-- begin SOURCE DOCUMENT --

The Next Frontier in Audiophile Footer Systems
Printer-Friendly Version (PDF)
Since TuneBlocks were first released in 2005, replacing the standard chromium steel bearing with tungsten carbide has yielded results universally praised by both customers and reviewers. Starting in 2007, Boston Audio Design is offering a new twist on our popular tungsten carbide TuneBlock bearing upgrade – cryogenic tempering. But before discussing this latest innovation, let’s back up and look at how common “footer” systems work, why tungsten carbide is an integral part of many of these systems, and finally – how cryogenic tempering is the next frontier in the evolution of audiophile vibration control (and why we’re patenting the heck out of this process).

-- end SOURCE DOCUMENT --
-- begin ENTRIES PROVIDED --

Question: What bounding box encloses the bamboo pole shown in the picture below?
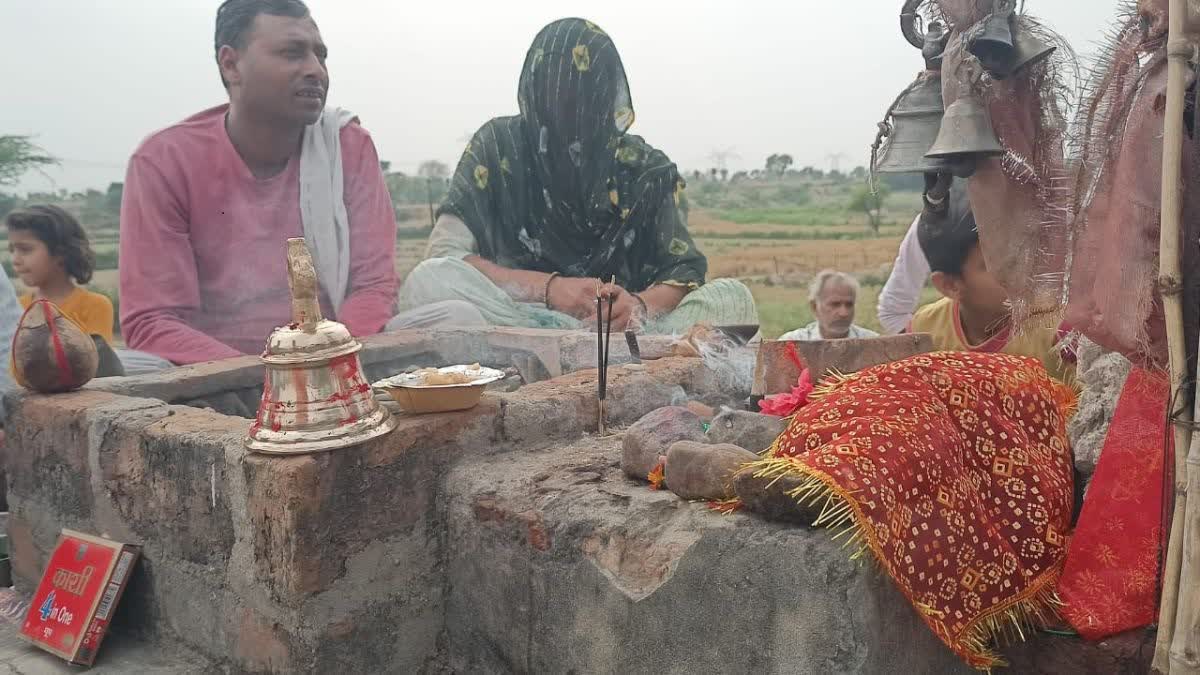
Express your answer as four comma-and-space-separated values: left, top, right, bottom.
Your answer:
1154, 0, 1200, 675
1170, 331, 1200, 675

-- end ENTRIES PROVIDED --
-- begin ENTRIES PROVIDED --

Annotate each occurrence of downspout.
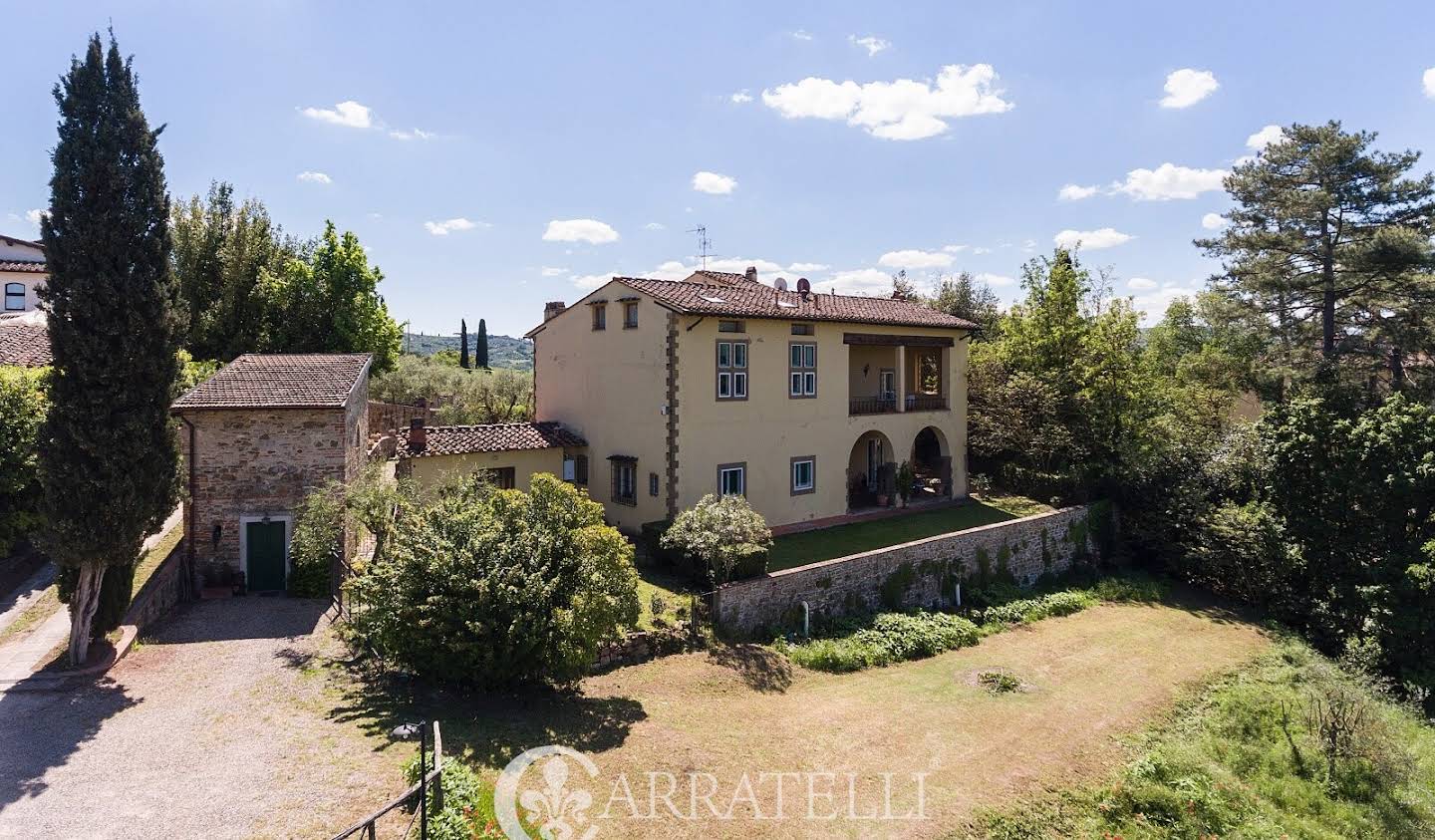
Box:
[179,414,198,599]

-- end ENTRIES PROVIDED --

WORK INSTRUCTIONS>
**1)** According to the page on audiophile footer systems, in what year were TuneBlocks first released?
**2)** Go on with the page on audiophile footer systems from the point where it stops.

TASK-BY-TASK OUTPUTS>
**1)** 2005

**2)**
How Footer Systems Work
To illustrate how footer systems work in general, let’s take a look at our own TuneBlocks. They work in two ways: first, they minimize the vibration entering the component through contact with the shelf or table it rests upon by absorbing the energy with pure carbon graphite. Graphite (not carbon fiber, with which it is often mistakenly confused) is comprised of horizontal layers of carbon atoms that are loosely bound to each other in the vertical plane, allowing each layer to slide over the other – creating a near infinite number of paths for energy to be converted into heat. Graphite is one of nature’s most amazing materials precisely because its loosely joined molecular structure so readily absorbs energy – be it friction from mechanical parts, heat from nuclear reactors, or minute vibrations coming from transformers or phono cartridges. The unique structure of graphite is also why it has one of the lowest mechanical (also known as “acoustical”) impedances of any material in existence.
Next, and most importantly, TuneBlocks work to remove vibration generated by the component itself. Draining the vibration that comes, for example, from transformers and/or spinning CD mechanisms, while also disrupting and draining chassis resonance, is the key to providing significant performance gains over products that seek only to “isolate” components from the ground.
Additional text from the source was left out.